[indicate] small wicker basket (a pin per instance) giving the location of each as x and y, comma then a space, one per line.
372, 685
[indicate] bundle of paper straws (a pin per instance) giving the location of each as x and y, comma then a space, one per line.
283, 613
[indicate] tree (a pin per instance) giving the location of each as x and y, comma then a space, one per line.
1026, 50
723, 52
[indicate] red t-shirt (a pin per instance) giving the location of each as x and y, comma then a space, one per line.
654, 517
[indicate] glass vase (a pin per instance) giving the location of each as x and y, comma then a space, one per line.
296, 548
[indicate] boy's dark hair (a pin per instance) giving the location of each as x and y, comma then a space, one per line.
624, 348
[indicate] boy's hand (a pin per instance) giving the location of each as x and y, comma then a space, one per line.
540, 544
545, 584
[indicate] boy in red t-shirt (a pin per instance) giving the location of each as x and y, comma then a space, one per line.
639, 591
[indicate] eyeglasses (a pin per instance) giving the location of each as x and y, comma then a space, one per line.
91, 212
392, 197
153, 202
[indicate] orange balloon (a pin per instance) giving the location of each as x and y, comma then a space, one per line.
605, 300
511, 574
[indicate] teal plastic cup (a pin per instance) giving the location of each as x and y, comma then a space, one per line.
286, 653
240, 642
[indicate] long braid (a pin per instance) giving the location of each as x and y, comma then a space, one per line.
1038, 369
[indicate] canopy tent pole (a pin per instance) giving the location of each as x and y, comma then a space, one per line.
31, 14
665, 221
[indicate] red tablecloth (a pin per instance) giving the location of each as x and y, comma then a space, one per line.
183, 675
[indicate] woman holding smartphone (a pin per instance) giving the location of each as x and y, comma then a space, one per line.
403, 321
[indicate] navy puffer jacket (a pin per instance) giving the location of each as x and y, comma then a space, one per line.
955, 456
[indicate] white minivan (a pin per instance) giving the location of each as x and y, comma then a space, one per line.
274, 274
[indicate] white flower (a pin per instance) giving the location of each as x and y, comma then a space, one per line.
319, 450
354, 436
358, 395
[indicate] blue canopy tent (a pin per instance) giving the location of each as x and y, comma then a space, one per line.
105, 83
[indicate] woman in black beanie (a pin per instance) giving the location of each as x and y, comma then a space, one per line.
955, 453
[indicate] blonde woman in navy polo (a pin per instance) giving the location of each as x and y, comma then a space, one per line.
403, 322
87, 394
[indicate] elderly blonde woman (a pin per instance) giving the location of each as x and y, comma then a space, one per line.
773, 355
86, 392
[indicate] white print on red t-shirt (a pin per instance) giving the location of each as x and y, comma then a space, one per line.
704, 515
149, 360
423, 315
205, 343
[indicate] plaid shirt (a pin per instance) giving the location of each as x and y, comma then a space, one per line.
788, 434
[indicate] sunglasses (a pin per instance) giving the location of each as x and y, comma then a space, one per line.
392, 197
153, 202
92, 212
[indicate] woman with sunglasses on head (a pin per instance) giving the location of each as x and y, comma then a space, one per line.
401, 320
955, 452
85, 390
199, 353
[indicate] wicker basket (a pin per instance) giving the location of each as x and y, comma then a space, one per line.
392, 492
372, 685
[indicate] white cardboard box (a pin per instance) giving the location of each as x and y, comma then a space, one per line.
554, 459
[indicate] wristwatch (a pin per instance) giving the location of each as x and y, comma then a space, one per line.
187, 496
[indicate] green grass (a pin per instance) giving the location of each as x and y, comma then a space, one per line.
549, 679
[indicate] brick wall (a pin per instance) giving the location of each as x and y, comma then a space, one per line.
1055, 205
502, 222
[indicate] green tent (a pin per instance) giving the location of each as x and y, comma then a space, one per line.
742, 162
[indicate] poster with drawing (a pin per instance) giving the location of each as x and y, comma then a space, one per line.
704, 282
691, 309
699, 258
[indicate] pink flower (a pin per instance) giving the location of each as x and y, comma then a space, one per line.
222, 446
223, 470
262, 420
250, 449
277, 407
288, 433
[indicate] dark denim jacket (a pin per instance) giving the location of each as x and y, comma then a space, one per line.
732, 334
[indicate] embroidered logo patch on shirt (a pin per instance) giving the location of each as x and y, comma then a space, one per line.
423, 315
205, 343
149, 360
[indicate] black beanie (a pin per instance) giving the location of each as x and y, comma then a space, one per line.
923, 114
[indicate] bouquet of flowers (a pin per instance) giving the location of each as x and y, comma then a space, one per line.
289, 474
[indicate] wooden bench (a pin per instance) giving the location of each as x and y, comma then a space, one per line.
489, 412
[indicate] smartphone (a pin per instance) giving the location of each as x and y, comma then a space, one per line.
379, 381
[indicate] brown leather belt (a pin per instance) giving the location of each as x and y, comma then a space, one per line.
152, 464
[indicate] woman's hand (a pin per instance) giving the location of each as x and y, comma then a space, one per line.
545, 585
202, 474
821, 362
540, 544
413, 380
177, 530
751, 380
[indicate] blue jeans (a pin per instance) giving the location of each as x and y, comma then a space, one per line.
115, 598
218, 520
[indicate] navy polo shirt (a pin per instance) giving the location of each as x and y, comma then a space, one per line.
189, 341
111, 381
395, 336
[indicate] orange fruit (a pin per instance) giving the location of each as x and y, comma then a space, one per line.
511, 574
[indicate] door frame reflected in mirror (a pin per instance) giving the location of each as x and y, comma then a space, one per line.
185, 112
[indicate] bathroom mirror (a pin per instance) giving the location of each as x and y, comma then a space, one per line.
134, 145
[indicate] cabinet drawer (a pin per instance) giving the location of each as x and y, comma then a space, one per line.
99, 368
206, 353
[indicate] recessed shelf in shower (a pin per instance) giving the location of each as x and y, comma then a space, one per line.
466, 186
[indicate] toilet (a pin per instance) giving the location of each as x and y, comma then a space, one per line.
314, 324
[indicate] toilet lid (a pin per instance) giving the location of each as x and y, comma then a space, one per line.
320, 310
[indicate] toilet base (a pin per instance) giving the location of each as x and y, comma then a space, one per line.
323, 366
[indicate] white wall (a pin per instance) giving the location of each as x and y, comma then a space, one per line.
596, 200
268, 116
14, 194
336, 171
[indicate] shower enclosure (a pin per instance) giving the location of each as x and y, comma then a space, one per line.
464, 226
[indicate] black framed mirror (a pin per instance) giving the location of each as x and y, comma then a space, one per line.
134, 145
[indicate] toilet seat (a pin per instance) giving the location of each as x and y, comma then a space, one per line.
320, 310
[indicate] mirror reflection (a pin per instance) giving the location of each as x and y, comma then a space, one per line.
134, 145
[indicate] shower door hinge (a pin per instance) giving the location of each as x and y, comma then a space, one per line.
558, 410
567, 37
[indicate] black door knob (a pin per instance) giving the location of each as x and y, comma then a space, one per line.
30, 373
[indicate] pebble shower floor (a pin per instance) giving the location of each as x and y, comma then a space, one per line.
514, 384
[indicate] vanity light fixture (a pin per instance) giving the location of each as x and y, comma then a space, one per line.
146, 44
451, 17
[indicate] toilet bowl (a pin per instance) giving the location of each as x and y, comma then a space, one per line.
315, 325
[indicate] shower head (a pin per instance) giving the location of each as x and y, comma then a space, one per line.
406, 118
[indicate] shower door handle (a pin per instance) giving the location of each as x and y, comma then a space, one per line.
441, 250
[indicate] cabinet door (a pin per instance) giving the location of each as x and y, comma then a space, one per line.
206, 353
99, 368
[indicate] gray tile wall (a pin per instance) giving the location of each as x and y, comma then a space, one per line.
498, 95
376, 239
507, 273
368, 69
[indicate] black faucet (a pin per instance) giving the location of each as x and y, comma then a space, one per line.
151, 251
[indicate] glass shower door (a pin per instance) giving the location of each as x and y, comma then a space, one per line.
#####
Your objective: Keeping every word as it is, repeat all of the records.

Task answer:
[indicate] small wicker basket (a pin per instance) giving the location of each as x and y, comma then a space, one per line.
372, 685
[indicate] bundle of paper straws (a pin per instance) giving the location of each as x and y, comma then a space, one per line.
283, 613
[indicate] tree (a pin per instance) giving the location of each as x and y, comma then a space, one per line.
1026, 50
723, 52
[indicate] red t-shirt (a pin per instance) giving the location of each as x and y, comma then a space, one per line.
654, 517
[indicate] glass vase (a pin per instance) giving the location of each as x and y, comma then a space, one per line.
296, 548
[indicate] boy's dark hair (a pin per instance) giving the location of each as x and y, comma then a space, one per line.
624, 348
[indicate] boy's hand (a pin per instance) giving the location of each as x and y, comma then a space, one per line.
540, 544
545, 584
[indicate] boy in red t-shirt (a pin per instance) giving the location of each as x and y, comma then a space, one per line.
639, 591
[indicate] eyeglasses (a pin per instance) giving the location of each as x and y, comma then a space, one per line.
91, 212
392, 197
153, 202
[indicate] orange balloon (a pin per instance) giving the location of each as x and y, comma then a space, one per line.
605, 300
511, 574
[indicate] teal plastic cup (a pin per instance) giving the location of each as x and y, comma then a space, one per line.
286, 653
240, 642
[indicate] long braid (a pin per instance) giving the location of each as x and y, comma then a space, one per line.
1038, 369
[indicate] canopy tent pole (a pin per instance) giving the location of each as x and y, comma then a space, one per line.
31, 14
665, 221
[indicate] red tablecloth (a pin per instance) giving the location of each as x and y, comma then a space, one per line.
183, 675
[indicate] woman holding smartphone (a pin per instance) giving the location of each as x and y, comma then a space, one per line.
403, 321
[indicate] navy puffer jacket (a pin per instance) giving the location of each as x and y, comma then a space, one per line.
955, 456
[indicate] white minivan (a pin per instance) giving the location of each as x and y, comma then a space, one per line.
274, 274
[indicate] white flower (a pin per instance) giving the location of each as x and y, comma then a space, one per line.
319, 450
354, 436
358, 395
[indicate] blue canopy tent (a pin per instance) giving the location of each as x and y, comma then a space, one per line.
105, 83
[indicate] woman in black beanie (a pin per instance) giving the location of each as x and y, comma then a space, one per line.
955, 453
[indicate] blonde woman in navy polo (a pin per instance) giving the location of each as x and y, comma then a space, one per line.
403, 322
87, 394
[indicate] elderly blonde woman (a pin per instance) giving the location of each as x and y, comma then a space, one per line.
773, 355
86, 392
[indicate] white print on red t-shirt (a pin per instance) giving the location of each as x and y, comma then a space, one per line.
704, 515
149, 360
423, 315
205, 343
[indicate] plaid shirt (a pin per instance) giving the location of each as x and y, comma then a space, one per line.
788, 434
[indicate] sunglasses (a pin per instance) giving the location of each as x and y, comma then a space, one per line.
392, 197
153, 202
92, 212
[indicate] woman with sunglasses on head (a pin per instance) giving the location of each as x and y, comma then a space, one per line.
401, 320
955, 452
85, 390
199, 353
[indicate] wicker basket (a pin per instance) giving the location of each as x and y, comma then a space, one per line.
392, 492
372, 685
[indicate] white cardboard box (a pin per instance) giving the location of each as x and y, comma then a space, one per line.
554, 459
[indicate] wristwatch (a pin per instance) giving the location of each as x and y, comma then a space, one per line.
187, 496
[indicate] green grass (a pin per instance) giving the location of each as x and y, comma then a space, one per line.
549, 679
[indicate] brick wall (a pin per instance) giving the location of each as x and y, comma then a space, one per line.
1055, 205
502, 222
[indicate] green tent (a pin per instance) giving the location of each as x and y, comma then a space, one per line.
742, 162
[indicate] poster with drawing (a pin per instance) giving the location of each as x and y, comma then a space, one per line.
704, 282
691, 309
699, 258
[indicate] pink flower (a pin per instance) giving the location of each as x and y, comma then a space, one per line.
222, 446
223, 470
262, 420
250, 449
277, 407
288, 433
[indicate] dark denim jacket (a pin per instance) giving the location of each as x and y, comma then a space, one per line.
732, 334
[indicate] embroidered logo patch on shirt (a pin per instance) giving the location of each as x and y, comma then a space, one per line.
423, 315
205, 343
149, 360
[indicate] black beanie (a pin per instance) giving the location of each as x and y, comma then a space, one per line.
923, 114
[indicate] bouquet of flowers (a pin per instance) giving the location of each as x and y, comma then a space, one per line.
289, 474
[indicate] wooden bench (a pin per instance) giving the location of each as x and y, comma then a space, one per line.
489, 412
[indicate] smartphone (a pin per instance) giving the location of each as x and y, comma then a space, one per line.
379, 381
[indicate] brown leather belt (a pin per instance) giving the location of each as x and y, comma then a space, one per line.
152, 464
[indicate] woman's hand (a pin per instance) giving the location of each as x and y, comma then a space, one per line.
545, 585
202, 474
821, 362
540, 544
413, 380
177, 530
751, 380
[indicate] blue jeans (a pin per instance) giving the location of each as x and y, comma then a space, one per line.
115, 598
218, 520
[indicate] navy polo shirt (a pin per instance) giving the location of each as x and y, comma then a space, one per line.
189, 341
111, 381
395, 336
[indicate] orange fruit (a pin per instance) giving the location of each as x and y, comma then a space, one per line.
511, 574
[indicate] door frame reflected in mirror (a pin per instance) giving the location of each as x and y, comma then a space, one per line.
185, 112
[indicate] bathroom mirror (a pin per instance) giving the location of each as x and y, comma then a space, one per line.
134, 145
[indicate] cabinet drawer (a pin per instance) giving the location of each as x and y, comma then a space, one per line.
99, 368
206, 353
[indicate] recessed shelf in shower (a pin per instance) giving the location of each as x and y, comma then a space, one per line.
466, 186
[indicate] toilet (a pin per instance) giving the location of each as x and y, comma then a space, one per line.
314, 324
[indicate] toilet lid (a pin per instance) giving the location of each as x and y, comma then a space, one per line.
320, 310
[indicate] toilet base (a pin per instance) giving the location of each as x and y, comma then a space, one per line.
323, 366
[indicate] white wall (a pin per instance) giving the location of each as x and y, comma then a space, one per line.
596, 200
268, 116
14, 194
336, 171
[indicate] shower enclosure (a pin per instance) giving the location of each as x and y, comma then a space, one per line.
464, 226
[indicate] black framed mirror (a pin per instance) giving the location of each as x and y, comma then a space, one per line.
134, 145
[indicate] toilet seat (a pin per instance) giving the location of each as x and y, comma then a space, one per line.
320, 310
[indicate] mirror reflection (a pin per instance) giving the location of each as x and y, comma then a space, one per line.
134, 145
[indicate] shower door hinge (a pin per instance) giving the location of each as x and y, comma then a space, one per line.
558, 410
567, 37
[indicate] black door knob (a pin per instance) giving the location of each as x and y, comma then a space, one per line.
30, 373
[indicate] pebble shower floor (a pin per instance) giving the location of each as x and y, comma then a space, one per line.
514, 384
[indicate] vanity light fixture (a pin per instance) giving the location of each as x and y, comma then a space, one per line.
146, 44
451, 17
[indicate] toilet bowl (a pin per instance) giving the location of each as x and y, comma then a space, one per line.
315, 325
[indicate] shower head (a pin per instance) giving the location of each as x and y, comma then a space, one per line.
406, 118
[indicate] shower door handle (a pin per instance) giving the location of each as x and y, comma then a space, one per line.
441, 250
[indicate] cabinet door (a pin per instance) giving the location of each as x and y, comma then a space, one per line.
206, 353
99, 368
[indicate] gray tile wall (a pin per instance) giving the location of each as x and y, comma then a space, one per line.
498, 95
376, 239
507, 273
368, 69
[indicate] black faucet (a pin per instance) giving the location of each as x and y, comma then a space, one per line.
151, 251
[indicate] glass shower door (a pin per instance) giving the location of each as x and y, comma then a space, one per line.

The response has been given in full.